§ **Exercise goal**
Set down the passage of the book review that runs from "The left hemisphere is" up to and including "the corpus callosum.", copying it word for word.

§ **Text section**
----------

A review of Iain McGilchrist’s The Master and his Emissary: The Divided Brain and the Making of the Western World.

Published by Yale University Press, 597 pp. H/B (2009): £28: ISBN 978 0 300 14878: P/B (2010): ISBN 978 0 300 168921

The world that each of us occupies is, at least in part, a creature of our brain. If we want to understand that world, we have to study our brains.

In neurology, just as everywhere else in biology, form is related to function. Our brains are divided into two hemispheres, and the hemispheres are anatomically and functionally highly unsymmetrical. Before neurosurgery it is common to shut down one hemisphere at a time by the injection of an anaesthetic agent into the blood supply to one side. While the effect lasts, the patient is a left or a right hemispherical person. If a wholly unanaesthetized patient is asked to draw a flower, the result will be a fairly accurate, prosaic representation. If the left hemisphere draws it, the drawing will be small, wizened and truncated – a literally reductionist effort. But if the right hemisphere is given the pen, the drawing will be exuberant, sympathetic and free. It won’t just be blandly representational; it will expound: it will have a brave stab at showing the flowerness of the flower. The neuro-romantic in me wants to say that it will look even more like the flower than the flower itself does. It will certainly look much more like the flower than the left hemisphere’s version. If you had to opt for one drawing you would, on any criterion at all, go for the right hemisphere’s. Reductionism isn’t just deadly dull; it’s deadly inaccurate. If you had to sit beside one or other hemisphere at dinner, everyone would unhesitatingly choose the right.

The left hemisphere is conservative, with all the neuroses that typically come with conservatism. It creates rigid models of the world to which it becomes pathologically attached. It hates it when inconvenient, anarchic reality won’t conform to those models. It hates having to revise. It loves lists, statistics, machines and small print. It’s a nerd. And, as you’d expect, it doesn’t always get on well with its counterpart over the other side of the corpus callosum.

The right hemisphere is a holistic visionary. It sees the context in which facts nestle. Its perspective is relational, rather than atomistic. Its perspective is multi-dimensional; that of the left tends to be flat. The left has knowledge; the right tends towards wisdom.

----------

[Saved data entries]

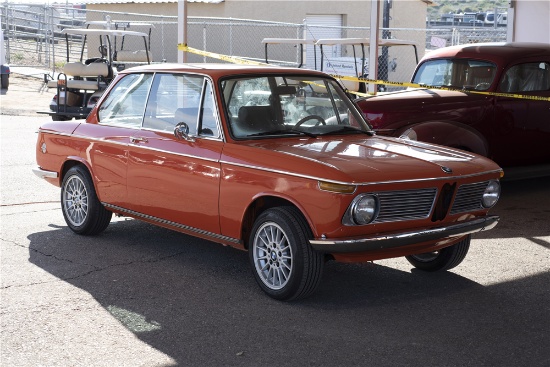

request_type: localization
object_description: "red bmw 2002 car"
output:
[34,64,502,300]
[357,42,550,178]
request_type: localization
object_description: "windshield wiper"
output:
[319,125,374,136]
[247,129,318,138]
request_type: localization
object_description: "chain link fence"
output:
[0,3,506,89]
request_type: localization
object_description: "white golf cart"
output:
[38,28,152,121]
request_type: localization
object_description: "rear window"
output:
[413,59,496,90]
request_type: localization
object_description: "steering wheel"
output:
[476,83,491,90]
[294,115,327,127]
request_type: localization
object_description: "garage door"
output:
[304,14,342,69]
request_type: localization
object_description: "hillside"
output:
[428,0,509,20]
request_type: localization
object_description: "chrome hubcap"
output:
[63,176,88,226]
[252,222,292,290]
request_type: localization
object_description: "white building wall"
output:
[508,0,550,43]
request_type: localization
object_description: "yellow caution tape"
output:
[178,44,550,102]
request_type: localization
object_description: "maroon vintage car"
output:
[35,64,502,300]
[357,43,550,177]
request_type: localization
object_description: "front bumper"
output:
[309,215,500,253]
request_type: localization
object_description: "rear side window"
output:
[499,62,550,93]
[413,58,496,90]
[98,74,153,128]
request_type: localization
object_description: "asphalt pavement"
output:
[0,72,550,367]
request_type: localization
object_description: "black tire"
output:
[248,207,324,301]
[61,166,113,235]
[52,115,73,121]
[405,235,471,271]
[2,74,10,89]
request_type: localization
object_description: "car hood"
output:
[225,135,499,184]
[357,89,491,132]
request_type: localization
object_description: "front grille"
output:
[373,188,437,223]
[451,182,489,214]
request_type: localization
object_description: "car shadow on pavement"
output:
[29,210,550,366]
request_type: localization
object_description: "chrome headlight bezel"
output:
[481,180,501,209]
[342,194,380,226]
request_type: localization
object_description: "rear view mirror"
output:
[274,85,296,95]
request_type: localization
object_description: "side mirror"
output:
[174,122,195,142]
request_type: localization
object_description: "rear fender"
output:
[394,121,489,157]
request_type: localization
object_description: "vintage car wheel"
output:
[249,207,324,300]
[61,166,113,235]
[405,236,470,271]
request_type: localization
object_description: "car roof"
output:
[120,63,327,78]
[421,42,550,65]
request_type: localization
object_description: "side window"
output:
[199,81,220,137]
[499,62,550,93]
[98,74,153,128]
[143,73,218,136]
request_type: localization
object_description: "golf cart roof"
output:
[61,28,148,37]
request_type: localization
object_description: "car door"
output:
[128,73,223,233]
[492,60,550,166]
[91,74,153,208]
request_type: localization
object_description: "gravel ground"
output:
[0,73,55,116]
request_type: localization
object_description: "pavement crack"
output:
[0,242,185,289]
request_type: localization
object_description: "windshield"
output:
[222,75,370,138]
[413,59,496,90]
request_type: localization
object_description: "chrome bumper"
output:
[309,215,500,253]
[32,167,58,178]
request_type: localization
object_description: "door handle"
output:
[130,136,147,144]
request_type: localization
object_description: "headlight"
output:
[343,194,378,226]
[481,181,500,208]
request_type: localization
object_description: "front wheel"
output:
[61,166,113,235]
[405,235,471,271]
[249,207,324,301]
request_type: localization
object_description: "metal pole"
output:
[178,0,187,63]
[368,0,380,94]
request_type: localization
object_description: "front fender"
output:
[393,121,489,157]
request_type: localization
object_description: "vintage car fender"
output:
[394,121,489,157]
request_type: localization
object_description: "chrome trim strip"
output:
[101,202,242,244]
[38,128,74,136]
[131,144,220,163]
[220,160,502,186]
[277,150,338,169]
[309,215,500,253]
[32,166,59,178]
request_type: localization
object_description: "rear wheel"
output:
[249,207,324,300]
[61,166,113,235]
[405,235,471,271]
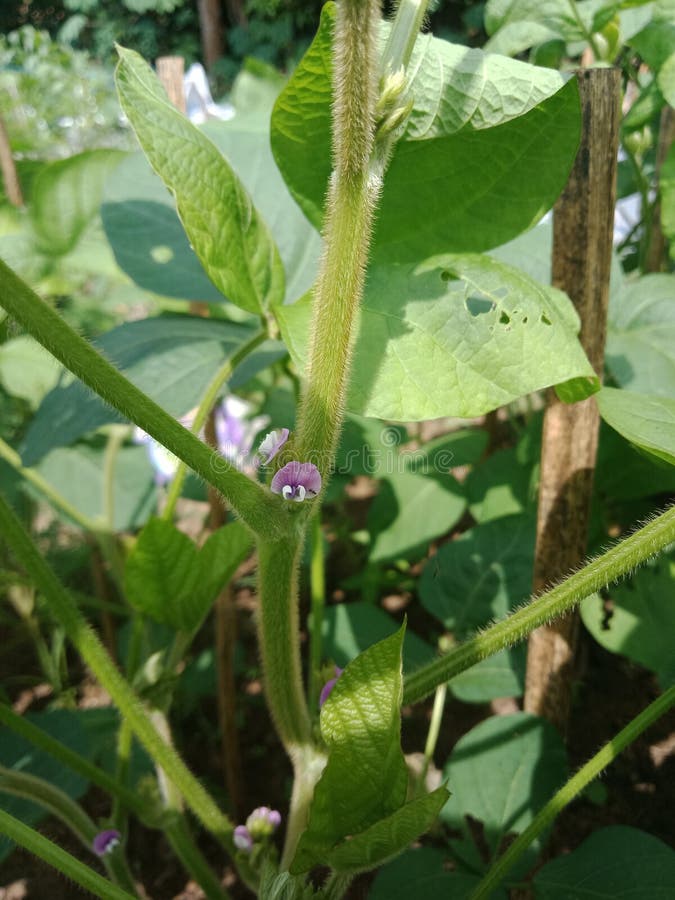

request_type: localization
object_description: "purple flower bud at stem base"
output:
[246,806,281,840]
[258,428,290,465]
[232,825,253,853]
[270,460,321,503]
[91,828,122,856]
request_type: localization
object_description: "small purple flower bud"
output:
[270,460,321,503]
[232,825,253,853]
[258,428,290,465]
[91,828,122,856]
[319,666,343,709]
[246,806,281,840]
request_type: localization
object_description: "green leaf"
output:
[466,448,536,523]
[325,787,448,872]
[322,601,434,672]
[368,847,507,900]
[0,335,62,409]
[290,628,447,874]
[25,441,157,531]
[581,554,675,689]
[22,316,284,466]
[448,644,527,703]
[116,48,284,314]
[276,255,597,421]
[272,4,579,263]
[0,709,90,862]
[124,519,251,634]
[607,274,675,399]
[290,628,408,874]
[596,388,675,465]
[101,123,321,303]
[419,516,535,640]
[534,825,675,900]
[441,713,567,871]
[368,469,466,562]
[29,150,125,256]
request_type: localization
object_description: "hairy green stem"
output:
[296,0,381,483]
[0,809,137,900]
[162,331,267,520]
[403,506,675,704]
[309,510,326,715]
[0,260,287,539]
[0,497,235,855]
[166,815,230,900]
[471,686,675,900]
[0,766,98,850]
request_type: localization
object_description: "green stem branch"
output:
[403,506,675,704]
[0,260,287,539]
[0,497,235,855]
[470,686,675,900]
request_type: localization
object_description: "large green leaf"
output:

----------

§ **Expected answer**
The left hemisphere is conservative, with all the neuroses that typically come with conservatism. It creates rigid models of the world to which it becomes pathologically attached. It hates it when inconvenient, anarchic reality won’t conform to those models. It hates having to revise. It loves lists, statistics, machines and small print. It’s a nerd. And, as you’d expect, it doesn’t always get on well with its counterpart over the other side of the corpus callosum.